(SELECTED EXTRACT)

From housekeeper to volunteer at the Montreal General Hospital, George has always shined

George Hine—or as he likes to joke, M.G.H. for “Mr. George Hine”—started at the Montreal General Hospital in 1972 in Housekeeping. From day one he understood his job was important and that he knew he would always give the best he could to his hospital.

“I started as an isolation cleaner, then I worked in the burn unit as group leader and then I became the ‘curtain man,’ which means I changed all the curtains when the patients went home,” says Hine. “From there I became the official ‘trouble shooter.’ In that job I would pretty much repair or improve just about anything.”

But Hine didn’t stop at the jobs he was assigned when it came to supporting his hospital. He joined the suggestion committee, which would take suggestions from staff and try to implement what they could, and he became a hospital firefighter. 

“We were required to train at one of the fire departments in the city and we had regular practice drills right on the grounds of the hospital,” Hine recalls. “The first seven minutes were ours before the fire trucks arrived.”

But another job Hine proudly assumed was being “the contact for patients from the outside world to inside the hospital.”

“In my opinion, the housekeepers are just as important as the doctors and nurses when it comes to the comfort of a patient,” he says. “The doctor will go in and look at a patient and say, How are you this morning?, and the patient will say I am fine. Then the nurse will come in and say I am here to do your dressing, and the patient will say okay. But then the ‘ole housekeeping guys come in and the patients say, Did the Canadiens win last night? And, How about that weather? And so on.”

Hine is proud of the positive impact he had on patients and families and of course of the critical role he played in disinfection. Over the years he got to know Pierre Trudeau, Jean Beliveau, Roger Doucet (best known for singing the Canadian national Anthem at hockey games), and Toe Blake (a Canadien’s coach), when they were in the hospital. In typical fashion, he flashed his warm smile and within a short while forged a friendship.

“I told my kids when they were young that I was a ‘moptologist’ to make my job sound more important,” says Hine. “They thought I had the greatest job in the world, which I already knew I did.”

In 1997, Hines retired, but he stayed loyal to his “second home.” Since, he has volunteered in may capacities, from playing Santa (which he seems to be best known for), to helping raise thousands of dollars in the Early Bird Sale the Auxiliary holds every year to most recently conceiving the idea of a used bookstore, which he developed with the help of the Auxiliary and Volunteer Department. His job became building it—which he did with scrap wood pieces for $99—and supplying the books.

“From January 2012 to this January it has raised $20,000,” says Hine, who was made an honorary Auxiliary member and who recently won a Governor’s General Award for his volunteering. “All of which goes straight to patient care.”

(End SELECTED EXTRACT)
(DATASET CONTENT)

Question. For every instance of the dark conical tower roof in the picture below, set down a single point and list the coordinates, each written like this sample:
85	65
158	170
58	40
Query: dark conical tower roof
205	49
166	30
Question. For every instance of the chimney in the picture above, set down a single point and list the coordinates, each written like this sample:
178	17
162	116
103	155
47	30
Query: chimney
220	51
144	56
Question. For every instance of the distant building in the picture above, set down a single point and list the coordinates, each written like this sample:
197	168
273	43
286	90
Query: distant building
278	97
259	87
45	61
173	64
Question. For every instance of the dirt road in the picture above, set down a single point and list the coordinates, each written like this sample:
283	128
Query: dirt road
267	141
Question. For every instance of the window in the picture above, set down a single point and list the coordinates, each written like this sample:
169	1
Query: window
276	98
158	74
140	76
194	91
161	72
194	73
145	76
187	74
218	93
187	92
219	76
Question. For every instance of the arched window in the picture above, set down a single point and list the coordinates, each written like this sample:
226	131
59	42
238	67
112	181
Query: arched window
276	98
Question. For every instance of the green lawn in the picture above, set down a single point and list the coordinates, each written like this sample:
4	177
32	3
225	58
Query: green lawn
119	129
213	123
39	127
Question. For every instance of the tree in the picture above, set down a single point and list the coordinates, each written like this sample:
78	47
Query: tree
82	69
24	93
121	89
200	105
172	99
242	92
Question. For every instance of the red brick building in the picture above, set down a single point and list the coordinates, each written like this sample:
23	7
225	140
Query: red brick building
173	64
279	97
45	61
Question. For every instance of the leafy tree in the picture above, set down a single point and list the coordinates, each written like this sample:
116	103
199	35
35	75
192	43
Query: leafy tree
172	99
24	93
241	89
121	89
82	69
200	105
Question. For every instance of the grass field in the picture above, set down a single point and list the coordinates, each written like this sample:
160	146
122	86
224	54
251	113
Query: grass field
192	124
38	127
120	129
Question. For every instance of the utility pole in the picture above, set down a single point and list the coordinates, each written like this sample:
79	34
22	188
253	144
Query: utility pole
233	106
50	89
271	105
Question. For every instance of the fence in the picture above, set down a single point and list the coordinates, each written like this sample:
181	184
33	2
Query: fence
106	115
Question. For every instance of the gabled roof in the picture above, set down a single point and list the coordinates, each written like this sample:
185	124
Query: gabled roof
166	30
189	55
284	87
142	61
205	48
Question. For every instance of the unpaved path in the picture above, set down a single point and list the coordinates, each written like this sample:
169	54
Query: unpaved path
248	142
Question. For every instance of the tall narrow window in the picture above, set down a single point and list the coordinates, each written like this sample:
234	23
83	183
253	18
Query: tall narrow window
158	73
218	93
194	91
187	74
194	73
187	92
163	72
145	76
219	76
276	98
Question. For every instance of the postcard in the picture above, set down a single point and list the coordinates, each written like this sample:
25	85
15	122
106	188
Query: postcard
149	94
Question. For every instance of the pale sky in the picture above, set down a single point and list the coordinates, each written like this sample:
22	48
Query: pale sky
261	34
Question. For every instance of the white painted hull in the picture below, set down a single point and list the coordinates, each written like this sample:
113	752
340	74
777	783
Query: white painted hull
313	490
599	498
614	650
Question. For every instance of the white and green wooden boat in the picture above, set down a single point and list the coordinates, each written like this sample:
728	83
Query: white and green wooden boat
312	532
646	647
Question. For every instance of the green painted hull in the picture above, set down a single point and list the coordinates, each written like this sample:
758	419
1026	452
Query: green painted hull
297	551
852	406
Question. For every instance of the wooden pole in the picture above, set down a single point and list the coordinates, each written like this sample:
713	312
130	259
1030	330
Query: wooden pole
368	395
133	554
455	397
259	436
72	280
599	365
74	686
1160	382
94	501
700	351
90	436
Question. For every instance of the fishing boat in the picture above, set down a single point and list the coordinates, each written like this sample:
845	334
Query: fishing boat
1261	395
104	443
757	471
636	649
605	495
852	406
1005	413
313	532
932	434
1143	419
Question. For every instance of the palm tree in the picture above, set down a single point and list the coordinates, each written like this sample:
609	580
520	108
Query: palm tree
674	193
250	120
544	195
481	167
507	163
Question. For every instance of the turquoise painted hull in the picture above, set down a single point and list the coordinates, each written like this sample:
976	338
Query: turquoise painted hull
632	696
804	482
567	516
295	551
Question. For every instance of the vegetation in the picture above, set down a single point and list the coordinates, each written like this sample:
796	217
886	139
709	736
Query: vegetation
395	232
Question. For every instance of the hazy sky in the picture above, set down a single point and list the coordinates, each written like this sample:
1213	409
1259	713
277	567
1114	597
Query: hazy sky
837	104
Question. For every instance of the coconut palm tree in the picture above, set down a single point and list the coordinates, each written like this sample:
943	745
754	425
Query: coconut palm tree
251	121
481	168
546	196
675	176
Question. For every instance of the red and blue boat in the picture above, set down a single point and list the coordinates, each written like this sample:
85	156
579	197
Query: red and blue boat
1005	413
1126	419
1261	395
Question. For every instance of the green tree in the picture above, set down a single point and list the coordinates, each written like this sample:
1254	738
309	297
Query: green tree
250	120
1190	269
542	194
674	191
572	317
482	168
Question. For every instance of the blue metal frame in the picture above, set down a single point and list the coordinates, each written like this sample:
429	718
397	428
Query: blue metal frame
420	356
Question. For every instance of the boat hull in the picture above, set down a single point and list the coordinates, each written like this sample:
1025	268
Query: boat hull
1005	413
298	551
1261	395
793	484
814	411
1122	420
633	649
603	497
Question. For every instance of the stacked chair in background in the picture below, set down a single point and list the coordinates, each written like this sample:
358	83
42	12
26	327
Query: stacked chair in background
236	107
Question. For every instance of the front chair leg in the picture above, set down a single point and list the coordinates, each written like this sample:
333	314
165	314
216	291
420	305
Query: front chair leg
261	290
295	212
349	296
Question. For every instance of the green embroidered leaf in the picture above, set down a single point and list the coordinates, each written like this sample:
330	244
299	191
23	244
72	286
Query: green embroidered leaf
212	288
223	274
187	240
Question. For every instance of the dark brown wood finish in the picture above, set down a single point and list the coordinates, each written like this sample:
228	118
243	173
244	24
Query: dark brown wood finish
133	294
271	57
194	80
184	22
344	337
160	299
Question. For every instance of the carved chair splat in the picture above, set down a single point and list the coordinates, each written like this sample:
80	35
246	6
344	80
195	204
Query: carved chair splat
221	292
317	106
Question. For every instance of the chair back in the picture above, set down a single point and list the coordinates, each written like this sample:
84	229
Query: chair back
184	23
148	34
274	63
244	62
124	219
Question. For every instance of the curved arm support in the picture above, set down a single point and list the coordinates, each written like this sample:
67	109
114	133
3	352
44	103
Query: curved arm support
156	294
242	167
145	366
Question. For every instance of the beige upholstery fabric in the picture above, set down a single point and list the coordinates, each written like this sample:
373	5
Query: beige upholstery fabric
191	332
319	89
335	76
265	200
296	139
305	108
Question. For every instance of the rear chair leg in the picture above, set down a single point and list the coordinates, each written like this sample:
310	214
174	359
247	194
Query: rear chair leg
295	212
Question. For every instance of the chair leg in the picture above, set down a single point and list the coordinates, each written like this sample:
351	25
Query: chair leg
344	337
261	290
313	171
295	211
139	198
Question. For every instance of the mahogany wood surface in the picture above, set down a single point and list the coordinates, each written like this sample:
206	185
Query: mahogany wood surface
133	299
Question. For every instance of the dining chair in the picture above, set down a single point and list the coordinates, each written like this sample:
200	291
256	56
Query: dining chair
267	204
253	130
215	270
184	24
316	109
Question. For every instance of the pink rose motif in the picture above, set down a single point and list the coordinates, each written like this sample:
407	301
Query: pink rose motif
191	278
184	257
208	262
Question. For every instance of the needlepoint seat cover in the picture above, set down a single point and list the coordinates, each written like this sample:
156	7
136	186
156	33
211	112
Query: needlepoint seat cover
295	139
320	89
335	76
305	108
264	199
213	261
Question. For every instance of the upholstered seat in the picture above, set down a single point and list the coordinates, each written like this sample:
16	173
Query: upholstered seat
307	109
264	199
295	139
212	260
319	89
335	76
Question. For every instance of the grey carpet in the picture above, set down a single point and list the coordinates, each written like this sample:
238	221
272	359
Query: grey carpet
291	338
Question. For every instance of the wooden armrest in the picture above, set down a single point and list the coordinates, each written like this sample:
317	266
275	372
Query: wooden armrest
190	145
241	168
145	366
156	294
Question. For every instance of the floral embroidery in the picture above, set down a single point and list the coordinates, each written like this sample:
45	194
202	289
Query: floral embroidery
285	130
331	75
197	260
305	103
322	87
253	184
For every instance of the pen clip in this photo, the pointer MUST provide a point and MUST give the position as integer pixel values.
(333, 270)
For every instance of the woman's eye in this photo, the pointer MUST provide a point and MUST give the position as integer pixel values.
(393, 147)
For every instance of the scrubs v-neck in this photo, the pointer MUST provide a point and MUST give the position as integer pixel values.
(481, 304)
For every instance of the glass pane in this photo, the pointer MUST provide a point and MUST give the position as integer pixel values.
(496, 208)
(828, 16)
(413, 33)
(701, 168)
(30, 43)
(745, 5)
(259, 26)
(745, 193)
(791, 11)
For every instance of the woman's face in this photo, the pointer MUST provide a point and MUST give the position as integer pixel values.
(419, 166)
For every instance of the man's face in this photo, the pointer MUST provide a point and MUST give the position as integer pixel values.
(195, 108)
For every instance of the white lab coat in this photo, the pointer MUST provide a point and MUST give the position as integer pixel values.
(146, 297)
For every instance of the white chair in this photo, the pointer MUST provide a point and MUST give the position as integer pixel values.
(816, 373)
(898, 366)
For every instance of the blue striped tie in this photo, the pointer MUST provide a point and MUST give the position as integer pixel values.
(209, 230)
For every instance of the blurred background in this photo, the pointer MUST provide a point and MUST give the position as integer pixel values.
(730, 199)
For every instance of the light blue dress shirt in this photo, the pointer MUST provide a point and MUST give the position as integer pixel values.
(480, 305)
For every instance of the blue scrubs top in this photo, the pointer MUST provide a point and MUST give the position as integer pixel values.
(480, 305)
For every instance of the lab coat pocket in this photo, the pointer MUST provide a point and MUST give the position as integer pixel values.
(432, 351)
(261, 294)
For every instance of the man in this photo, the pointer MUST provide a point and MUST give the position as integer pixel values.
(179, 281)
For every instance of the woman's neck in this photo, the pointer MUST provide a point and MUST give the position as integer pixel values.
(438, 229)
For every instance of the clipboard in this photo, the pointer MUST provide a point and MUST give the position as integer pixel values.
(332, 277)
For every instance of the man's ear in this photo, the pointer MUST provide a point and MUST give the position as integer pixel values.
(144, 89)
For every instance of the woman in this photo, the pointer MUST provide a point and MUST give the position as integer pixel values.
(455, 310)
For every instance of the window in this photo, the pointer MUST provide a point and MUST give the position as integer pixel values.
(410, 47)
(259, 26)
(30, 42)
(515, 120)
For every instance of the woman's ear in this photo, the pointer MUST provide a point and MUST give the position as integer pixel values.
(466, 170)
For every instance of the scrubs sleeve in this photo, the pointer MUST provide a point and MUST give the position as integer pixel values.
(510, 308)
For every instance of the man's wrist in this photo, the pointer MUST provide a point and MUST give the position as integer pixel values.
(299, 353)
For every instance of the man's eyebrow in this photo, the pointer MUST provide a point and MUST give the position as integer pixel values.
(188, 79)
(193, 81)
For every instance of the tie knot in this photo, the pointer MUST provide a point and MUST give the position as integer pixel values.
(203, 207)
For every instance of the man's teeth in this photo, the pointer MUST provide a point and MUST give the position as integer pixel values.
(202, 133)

(End DATASET CONTENT)

#### EXPLORE THE MATERIAL
1: Rewrite the paragraph of the George Hine profile that begins "But Hine didn't stop at the jobs" in a shorter form, keeping its main facts.
2: From the George Hine profile, copy the passage starting at "George Hine—or as" and ending at "a hospital firefighter.".

#### ANSWER SECTION
1: Hine supported the hospital beyond his assigned jobs. He joined the suggestion committee, which took staff suggestions and tried to implement what it could, and he became a hospital firefighter.

2:
George Hine—or as he likes to joke, M.G.H. for “Mr. George Hine”—started at the Montreal General Hospital in 1972 in Housekeeping. From day one he understood his job was important and that he knew he would always give the best he could to his hospital.

“I started as an isolation cleaner, then I worked in the burn unit as group leader and then I became the ‘curtain man,’ which means I changed all the curtains when the patients went home,” says Hine. “From there I became the official ‘trouble shooter.’ In that job I would pretty much repair or improve just about anything.”

But Hine didn’t stop at the jobs he was assigned when it came to supporting his hospital. He joined the suggestion committee, which would take suggestions from staff and try to implement what they could, and he became a hospital firefighter.